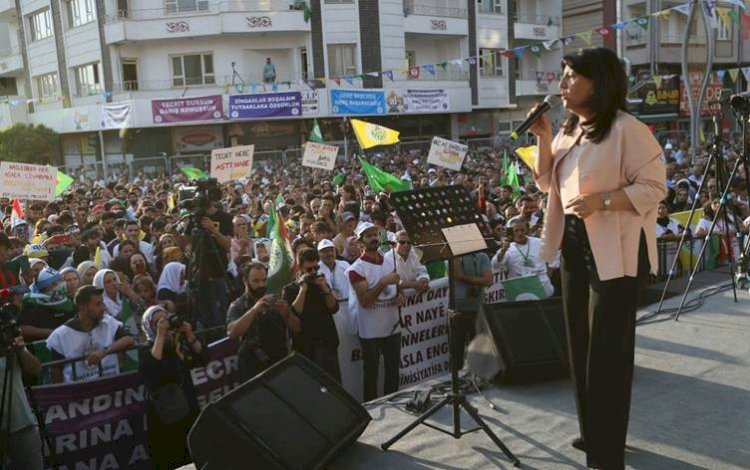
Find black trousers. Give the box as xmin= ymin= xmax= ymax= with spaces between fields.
xmin=561 ymin=216 xmax=648 ymax=470
xmin=359 ymin=333 xmax=401 ymax=401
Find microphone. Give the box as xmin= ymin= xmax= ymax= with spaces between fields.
xmin=510 ymin=95 xmax=562 ymax=142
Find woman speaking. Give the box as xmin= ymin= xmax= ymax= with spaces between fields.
xmin=529 ymin=48 xmax=666 ymax=470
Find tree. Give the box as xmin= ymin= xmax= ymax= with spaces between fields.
xmin=0 ymin=124 xmax=60 ymax=165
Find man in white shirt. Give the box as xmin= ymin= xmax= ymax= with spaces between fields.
xmin=47 ymin=286 xmax=135 ymax=383
xmin=384 ymin=230 xmax=430 ymax=294
xmin=492 ymin=220 xmax=555 ymax=297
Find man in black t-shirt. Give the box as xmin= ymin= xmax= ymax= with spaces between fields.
xmin=281 ymin=248 xmax=341 ymax=382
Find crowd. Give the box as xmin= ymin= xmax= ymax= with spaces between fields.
xmin=0 ymin=130 xmax=750 ymax=468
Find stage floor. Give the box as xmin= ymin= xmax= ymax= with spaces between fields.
xmin=331 ymin=273 xmax=750 ymax=470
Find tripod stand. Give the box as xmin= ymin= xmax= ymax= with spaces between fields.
xmin=381 ymin=186 xmax=521 ymax=467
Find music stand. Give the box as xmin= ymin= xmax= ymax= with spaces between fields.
xmin=381 ymin=186 xmax=521 ymax=467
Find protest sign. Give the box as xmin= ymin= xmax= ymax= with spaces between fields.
xmin=211 ymin=145 xmax=255 ymax=183
xmin=427 ymin=136 xmax=469 ymax=171
xmin=302 ymin=141 xmax=339 ymax=170
xmin=0 ymin=162 xmax=57 ymax=202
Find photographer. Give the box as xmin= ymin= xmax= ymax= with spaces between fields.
xmin=227 ymin=262 xmax=301 ymax=381
xmin=0 ymin=302 xmax=44 ymax=470
xmin=139 ymin=306 xmax=208 ymax=469
xmin=453 ymin=252 xmax=492 ymax=368
xmin=185 ymin=189 xmax=234 ymax=328
xmin=281 ymin=248 xmax=341 ymax=382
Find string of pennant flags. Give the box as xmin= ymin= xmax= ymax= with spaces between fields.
xmin=0 ymin=0 xmax=750 ymax=107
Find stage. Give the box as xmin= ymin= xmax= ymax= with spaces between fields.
xmin=179 ymin=272 xmax=750 ymax=470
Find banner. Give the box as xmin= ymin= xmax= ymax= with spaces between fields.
xmin=211 ymin=145 xmax=255 ymax=183
xmin=427 ymin=136 xmax=469 ymax=171
xmin=151 ymin=95 xmax=224 ymax=124
xmin=302 ymin=141 xmax=339 ymax=171
xmin=229 ymin=91 xmax=302 ymax=119
xmin=101 ymin=103 xmax=135 ymax=129
xmin=32 ymin=339 xmax=239 ymax=470
xmin=388 ymin=90 xmax=450 ymax=113
xmin=331 ymin=90 xmax=386 ymax=116
xmin=0 ymin=162 xmax=57 ymax=202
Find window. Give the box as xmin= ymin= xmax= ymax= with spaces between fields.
xmin=73 ymin=63 xmax=102 ymax=96
xmin=172 ymin=54 xmax=216 ymax=86
xmin=34 ymin=73 xmax=60 ymax=101
xmin=164 ymin=0 xmax=208 ymax=13
xmin=122 ymin=59 xmax=138 ymax=91
xmin=479 ymin=49 xmax=503 ymax=77
xmin=29 ymin=8 xmax=53 ymax=41
xmin=68 ymin=0 xmax=96 ymax=28
xmin=328 ymin=44 xmax=357 ymax=77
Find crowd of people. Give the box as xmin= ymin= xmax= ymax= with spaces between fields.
xmin=0 ymin=126 xmax=750 ymax=468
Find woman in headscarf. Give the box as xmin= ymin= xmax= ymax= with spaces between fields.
xmin=156 ymin=261 xmax=188 ymax=315
xmin=139 ymin=306 xmax=208 ymax=469
xmin=76 ymin=261 xmax=99 ymax=286
xmin=94 ymin=269 xmax=145 ymax=337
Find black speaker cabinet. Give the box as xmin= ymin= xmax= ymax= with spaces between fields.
xmin=188 ymin=354 xmax=371 ymax=470
xmin=482 ymin=297 xmax=568 ymax=383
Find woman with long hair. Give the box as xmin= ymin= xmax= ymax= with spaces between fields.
xmin=530 ymin=48 xmax=666 ymax=470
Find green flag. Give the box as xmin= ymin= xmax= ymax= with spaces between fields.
xmin=359 ymin=158 xmax=411 ymax=193
xmin=502 ymin=276 xmax=547 ymax=302
xmin=180 ymin=166 xmax=209 ymax=180
xmin=55 ymin=171 xmax=73 ymax=197
xmin=266 ymin=205 xmax=294 ymax=295
xmin=307 ymin=119 xmax=324 ymax=144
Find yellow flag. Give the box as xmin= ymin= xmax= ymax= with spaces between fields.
xmin=516 ymin=145 xmax=539 ymax=170
xmin=351 ymin=119 xmax=400 ymax=149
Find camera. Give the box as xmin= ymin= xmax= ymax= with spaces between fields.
xmin=0 ymin=303 xmax=21 ymax=351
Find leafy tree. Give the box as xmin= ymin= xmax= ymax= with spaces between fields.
xmin=0 ymin=124 xmax=60 ymax=165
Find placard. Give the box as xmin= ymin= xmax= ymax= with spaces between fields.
xmin=302 ymin=141 xmax=339 ymax=170
xmin=211 ymin=145 xmax=255 ymax=183
xmin=0 ymin=162 xmax=57 ymax=202
xmin=427 ymin=136 xmax=469 ymax=171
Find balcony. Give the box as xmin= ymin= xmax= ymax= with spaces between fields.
xmin=513 ymin=15 xmax=560 ymax=41
xmin=0 ymin=48 xmax=24 ymax=77
xmin=103 ymin=0 xmax=310 ymax=44
xmin=516 ymin=71 xmax=560 ymax=96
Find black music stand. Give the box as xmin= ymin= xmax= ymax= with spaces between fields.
xmin=381 ymin=186 xmax=521 ymax=467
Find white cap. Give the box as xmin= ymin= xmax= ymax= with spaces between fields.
xmin=354 ymin=222 xmax=377 ymax=238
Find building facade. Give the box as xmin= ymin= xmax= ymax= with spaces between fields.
xmin=0 ymin=0 xmax=563 ymax=173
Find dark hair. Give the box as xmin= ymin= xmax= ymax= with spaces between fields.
xmin=561 ymin=47 xmax=628 ymax=144
xmin=297 ymin=247 xmax=320 ymax=266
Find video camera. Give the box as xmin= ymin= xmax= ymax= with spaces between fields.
xmin=177 ymin=178 xmax=221 ymax=223
xmin=0 ymin=303 xmax=21 ymax=352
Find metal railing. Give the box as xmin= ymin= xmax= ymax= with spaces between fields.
xmin=105 ymin=0 xmax=302 ymax=23
xmin=515 ymin=15 xmax=560 ymax=26
xmin=404 ymin=0 xmax=468 ymax=19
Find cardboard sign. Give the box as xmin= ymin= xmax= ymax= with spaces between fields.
xmin=427 ymin=137 xmax=469 ymax=171
xmin=0 ymin=162 xmax=57 ymax=202
xmin=302 ymin=142 xmax=339 ymax=170
xmin=211 ymin=145 xmax=255 ymax=183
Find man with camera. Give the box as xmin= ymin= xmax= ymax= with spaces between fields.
xmin=47 ymin=286 xmax=135 ymax=383
xmin=0 ymin=298 xmax=44 ymax=470
xmin=185 ymin=188 xmax=234 ymax=328
xmin=282 ymin=248 xmax=341 ymax=382
xmin=227 ymin=262 xmax=301 ymax=381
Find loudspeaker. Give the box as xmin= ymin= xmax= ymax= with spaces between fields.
xmin=482 ymin=297 xmax=568 ymax=383
xmin=188 ymin=354 xmax=372 ymax=470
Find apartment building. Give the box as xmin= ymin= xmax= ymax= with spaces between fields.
xmin=0 ymin=0 xmax=563 ymax=169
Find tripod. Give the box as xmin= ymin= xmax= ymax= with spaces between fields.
xmin=381 ymin=187 xmax=521 ymax=467
xmin=656 ymin=115 xmax=747 ymax=321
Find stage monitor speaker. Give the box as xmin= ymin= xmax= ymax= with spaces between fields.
xmin=482 ymin=297 xmax=568 ymax=383
xmin=188 ymin=354 xmax=372 ymax=470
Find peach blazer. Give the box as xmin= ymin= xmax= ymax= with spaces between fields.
xmin=535 ymin=111 xmax=667 ymax=281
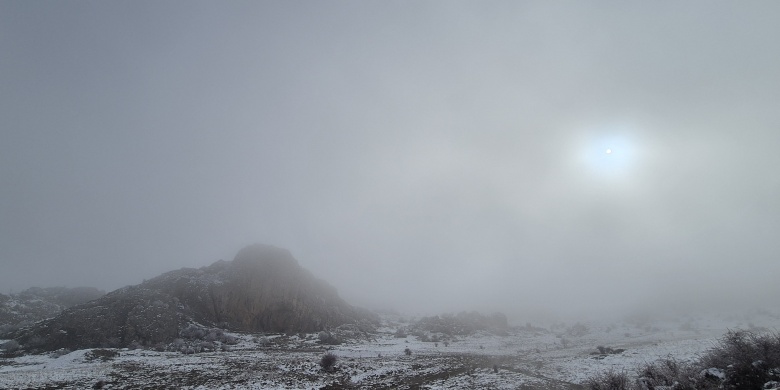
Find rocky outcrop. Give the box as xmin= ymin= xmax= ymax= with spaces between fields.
xmin=14 ymin=245 xmax=377 ymax=350
xmin=0 ymin=287 xmax=105 ymax=334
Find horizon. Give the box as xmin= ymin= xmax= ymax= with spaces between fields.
xmin=0 ymin=1 xmax=780 ymax=322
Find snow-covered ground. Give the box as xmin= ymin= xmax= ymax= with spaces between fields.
xmin=0 ymin=313 xmax=778 ymax=389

• Instructions to follow
Rewrite the part of the records that opens with the line containing "Find woman with" and closes with the line containing "xmin=530 ymin=48 xmax=666 ymax=470", replacing "with spaces between fields" with "separated by spaces" and leaving everything else unchanged.

• Task answer
Find woman with long hair. Give the box as xmin= ymin= xmax= ymax= separated by spaces.
xmin=530 ymin=48 xmax=666 ymax=470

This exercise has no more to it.